▶ [Task objective]
Copy out all the entries exactly.
----- Supplied data -----
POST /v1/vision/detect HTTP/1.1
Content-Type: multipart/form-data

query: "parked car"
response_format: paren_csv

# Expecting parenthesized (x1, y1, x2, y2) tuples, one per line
-----
▶ [Solved problem]
POST /v1/vision/detect HTTP/1.1
Content-Type: multipart/form-data

query: "parked car"
response_format: paren_csv

# Expecting parenthesized (x1, y1, x2, y2) tuples, one per line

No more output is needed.